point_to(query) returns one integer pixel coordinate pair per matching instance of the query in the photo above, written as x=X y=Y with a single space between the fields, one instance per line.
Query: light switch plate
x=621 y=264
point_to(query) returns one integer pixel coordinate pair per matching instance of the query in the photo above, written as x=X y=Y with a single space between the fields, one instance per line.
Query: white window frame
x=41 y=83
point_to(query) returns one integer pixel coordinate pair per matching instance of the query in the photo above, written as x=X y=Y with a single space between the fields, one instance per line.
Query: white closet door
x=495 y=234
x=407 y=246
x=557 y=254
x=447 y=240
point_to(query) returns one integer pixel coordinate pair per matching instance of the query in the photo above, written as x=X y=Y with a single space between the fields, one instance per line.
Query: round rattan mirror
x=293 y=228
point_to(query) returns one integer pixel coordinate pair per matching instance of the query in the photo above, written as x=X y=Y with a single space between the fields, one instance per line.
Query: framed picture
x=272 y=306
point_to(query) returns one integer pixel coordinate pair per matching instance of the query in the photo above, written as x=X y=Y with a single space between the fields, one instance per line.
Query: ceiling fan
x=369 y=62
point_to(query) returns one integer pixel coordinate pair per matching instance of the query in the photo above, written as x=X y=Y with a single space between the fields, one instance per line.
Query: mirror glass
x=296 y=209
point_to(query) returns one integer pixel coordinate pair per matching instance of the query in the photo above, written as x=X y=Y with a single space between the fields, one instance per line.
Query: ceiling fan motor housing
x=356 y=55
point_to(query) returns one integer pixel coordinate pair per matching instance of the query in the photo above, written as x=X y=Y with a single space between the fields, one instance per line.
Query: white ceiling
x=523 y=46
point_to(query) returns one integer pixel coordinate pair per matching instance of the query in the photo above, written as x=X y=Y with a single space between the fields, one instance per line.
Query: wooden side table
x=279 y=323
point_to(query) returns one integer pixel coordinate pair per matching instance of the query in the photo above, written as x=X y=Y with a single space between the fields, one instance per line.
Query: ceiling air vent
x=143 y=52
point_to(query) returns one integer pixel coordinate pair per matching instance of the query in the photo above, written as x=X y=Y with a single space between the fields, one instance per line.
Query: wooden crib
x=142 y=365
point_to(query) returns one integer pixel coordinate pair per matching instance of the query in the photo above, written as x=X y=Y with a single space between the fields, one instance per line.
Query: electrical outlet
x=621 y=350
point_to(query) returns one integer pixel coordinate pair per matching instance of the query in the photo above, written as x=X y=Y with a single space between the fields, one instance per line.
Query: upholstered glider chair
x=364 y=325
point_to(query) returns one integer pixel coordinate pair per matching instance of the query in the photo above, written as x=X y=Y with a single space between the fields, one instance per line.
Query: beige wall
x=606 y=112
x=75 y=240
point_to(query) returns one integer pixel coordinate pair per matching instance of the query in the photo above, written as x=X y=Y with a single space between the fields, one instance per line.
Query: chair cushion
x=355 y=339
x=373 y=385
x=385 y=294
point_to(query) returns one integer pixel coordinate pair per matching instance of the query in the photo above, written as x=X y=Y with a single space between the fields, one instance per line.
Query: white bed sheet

○ ○ ○

## Description of the task
Copy the full listing exactly.

## Output for this exercise
point_to(query) returns one integer pixel coordinate pair per matching instance of the query in the photo above, written as x=X y=Y with a single space between the fields, one instance per line.
Query: light switch plate
x=621 y=264
point_to(query) returns one integer pixel coordinate pair per matching instance of the query in the photo above, written as x=X y=Y with a single space between the fields, one instance per line.
Query: white window frame
x=41 y=83
point_to(query) returns one integer pixel coordinate pair per matching instance of the query in the photo above, written as x=X y=Y with a single space between the fields, one instance per line.
Query: white closet door
x=495 y=234
x=407 y=246
x=557 y=254
x=447 y=240
point_to(query) returns one integer pixel coordinate pair per matching instance of the query in the photo above, written as x=X y=Y with a single space between the fields, one instance per line.
Query: round rattan mirror
x=293 y=228
point_to(query) returns one integer pixel coordinate pair per matching instance of the query in the photo above, written as x=X y=Y with a single space between the fields, one instance per line.
Query: framed picture
x=272 y=306
point_to(query) returns one integer pixel coordinate pair per matching instance of the query in the photo above, written as x=X y=Y with a single space between the fields, one instance per line.
Query: ceiling fan
x=369 y=62
point_to(query) returns one integer pixel coordinate pair per matching instance of the query in the photo above, written as x=X y=Y with a single space between the fields, one instance per line.
Query: mirror glass
x=296 y=209
point_to(query) returns one integer pixel coordinate pair per matching instance of the query in the photo above, written as x=X y=Y with a single space between the fields, one instance per line.
Query: ceiling fan motor housing
x=356 y=55
point_to(query) returns one integer pixel coordinate pair per matching instance of the query in the photo above, written as x=X y=Y with a single space between the fields, one instance per line.
Query: white ceiling
x=523 y=46
point_to(query) returns one integer pixel coordinate pair per matching instance of the query in the photo above, written as x=X y=Y with a single space between the fields, one instance per line.
Query: wooden side table
x=279 y=323
point_to(query) returns one integer pixel coordinate pair per matching instance of the query in the photo above, written as x=X y=Y with a single space between the fields, one instance per line.
Query: ceiling air vent
x=143 y=52
point_to(query) returns one integer pixel coordinate pair per matching instance of the query in the photo above, written as x=X y=Y with a single space between the fields, one instance per line.
Query: wooden crib
x=142 y=365
point_to(query) returns one integer pixel coordinate pair per matching instance of the query in the photo above, written as x=X y=Y with a single space between the fields, one instance per line.
Query: electrical outlet
x=621 y=350
point_to(query) returns one integer pixel coordinate pair per matching instance of the query in the photo above, written as x=X y=Y with a single space between the fields, one instance per line.
Query: upholstered glider chair
x=364 y=325
point_to(query) returns one integer pixel coordinate pair per matching instance of the query in the photo above, written as x=X y=Y with a single space between the fields, one instance per line.
Query: beige wall
x=606 y=112
x=75 y=240
point_to(query) returns one integer pixel coordinate pair per matching instance of the query in the photo above, written as x=X y=Y with a single space between the fields, one instance per line.
Query: chair cushion
x=355 y=339
x=373 y=385
x=385 y=294
point_to(query) returns one integer pixel coordinate pair per matching instance of the query in the photo above, written as x=X y=Y with a single space between the fields, one instance per line.
Query: white bed sheet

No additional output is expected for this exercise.